### [Task brief]
Copy the rows from the start through the line containing "xmin=150 ymin=261 xmax=649 ymax=588", requests included, and offset every box coordinate value by adding 106. Give only those lines.

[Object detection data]
----

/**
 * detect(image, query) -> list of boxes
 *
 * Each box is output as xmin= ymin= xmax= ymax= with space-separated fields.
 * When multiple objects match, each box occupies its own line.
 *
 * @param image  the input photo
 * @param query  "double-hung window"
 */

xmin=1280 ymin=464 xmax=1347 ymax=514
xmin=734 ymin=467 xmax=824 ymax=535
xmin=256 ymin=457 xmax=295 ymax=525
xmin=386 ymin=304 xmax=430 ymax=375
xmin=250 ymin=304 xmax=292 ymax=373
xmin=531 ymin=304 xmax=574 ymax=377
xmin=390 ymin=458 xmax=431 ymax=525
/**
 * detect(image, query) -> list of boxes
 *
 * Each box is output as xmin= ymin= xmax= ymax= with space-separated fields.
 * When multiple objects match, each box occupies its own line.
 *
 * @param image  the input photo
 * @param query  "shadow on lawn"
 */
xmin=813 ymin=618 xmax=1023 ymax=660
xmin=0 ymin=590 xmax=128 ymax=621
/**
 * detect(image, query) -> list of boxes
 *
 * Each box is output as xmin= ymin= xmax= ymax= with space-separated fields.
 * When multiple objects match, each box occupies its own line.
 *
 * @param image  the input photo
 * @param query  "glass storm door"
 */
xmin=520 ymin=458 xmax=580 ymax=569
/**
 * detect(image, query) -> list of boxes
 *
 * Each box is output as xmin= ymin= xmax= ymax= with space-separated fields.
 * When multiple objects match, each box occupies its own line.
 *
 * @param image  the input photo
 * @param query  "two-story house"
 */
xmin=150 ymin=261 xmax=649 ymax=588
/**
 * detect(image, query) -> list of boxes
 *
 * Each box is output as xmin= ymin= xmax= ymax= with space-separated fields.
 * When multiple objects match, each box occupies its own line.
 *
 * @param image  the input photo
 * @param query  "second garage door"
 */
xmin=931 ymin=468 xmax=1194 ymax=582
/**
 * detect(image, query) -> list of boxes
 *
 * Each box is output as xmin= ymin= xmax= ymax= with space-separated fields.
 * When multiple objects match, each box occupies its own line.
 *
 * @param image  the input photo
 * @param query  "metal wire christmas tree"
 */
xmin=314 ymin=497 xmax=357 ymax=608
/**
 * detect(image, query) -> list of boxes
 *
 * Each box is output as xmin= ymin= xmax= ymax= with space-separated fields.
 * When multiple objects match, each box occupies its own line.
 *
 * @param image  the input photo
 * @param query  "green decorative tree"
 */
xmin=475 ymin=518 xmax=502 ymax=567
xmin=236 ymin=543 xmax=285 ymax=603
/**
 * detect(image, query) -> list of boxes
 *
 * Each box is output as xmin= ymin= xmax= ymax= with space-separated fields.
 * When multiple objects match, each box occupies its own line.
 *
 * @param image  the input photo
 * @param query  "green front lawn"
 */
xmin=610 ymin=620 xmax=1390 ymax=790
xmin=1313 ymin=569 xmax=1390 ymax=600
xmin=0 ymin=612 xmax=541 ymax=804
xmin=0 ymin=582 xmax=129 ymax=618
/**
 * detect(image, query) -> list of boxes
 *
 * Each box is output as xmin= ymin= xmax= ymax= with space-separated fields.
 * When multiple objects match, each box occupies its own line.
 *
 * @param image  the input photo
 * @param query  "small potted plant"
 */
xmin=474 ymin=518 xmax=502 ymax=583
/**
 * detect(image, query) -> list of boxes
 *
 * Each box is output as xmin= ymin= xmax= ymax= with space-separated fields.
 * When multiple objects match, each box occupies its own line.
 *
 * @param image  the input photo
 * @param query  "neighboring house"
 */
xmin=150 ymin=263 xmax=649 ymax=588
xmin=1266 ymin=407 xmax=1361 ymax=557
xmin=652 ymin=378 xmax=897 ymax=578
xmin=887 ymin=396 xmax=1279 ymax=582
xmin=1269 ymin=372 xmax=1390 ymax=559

----

### [Final answer]
/**
 * detect(image, query) -> list of boxes
 *
 * Each box is output as xmin= ymin= xmax= ymax= with space-separated fields.
 * When multiple objects match, each box occupies its own line.
 *
 * @param image  the input photo
 * @param query  "double-hung window"
 */

xmin=1386 ymin=570 xmax=1453 ymax=620
xmin=840 ymin=573 xmax=930 ymax=641
xmin=362 ymin=563 xmax=401 ymax=631
xmin=492 ymin=410 xmax=536 ymax=481
xmin=356 ymin=410 xmax=398 ymax=479
xmin=637 ymin=410 xmax=680 ymax=483
xmin=496 ymin=564 xmax=537 ymax=631
/**
 * detect(image, query) -> list of boxes
 *
 * Each box is output as xmin= ymin= xmax= ymax= with space-separated fields.
 * When multiple objects match, each box occupies its own line.
 *
 * @param image  the input photo
 * @param query  "shadow on lawn"
 */
xmin=919 ymin=724 xmax=1129 ymax=766
xmin=106 ymin=696 xmax=234 ymax=727
/**
 * detect(image, query) -> list of boxes
 *
 * Each box is output as xmin= ymin= xmax= ymax= with space-separated fields.
 * When multiple objects match, each box occupies its own line.
 *
 * @param image  the input photo
 * @param query  "glass storm door"
 */
xmin=626 ymin=564 xmax=686 ymax=675
/**
 * detect(image, query) -> list of boxes
 *
 * Each box is output as xmin= ymin= xmax= ymax= with space-separated fields.
 * When multiple objects match, each box occupies its own line.
 *
 * @param image  the input photo
 * @param query  "two-story house"
 */
xmin=256 ymin=367 xmax=755 ymax=694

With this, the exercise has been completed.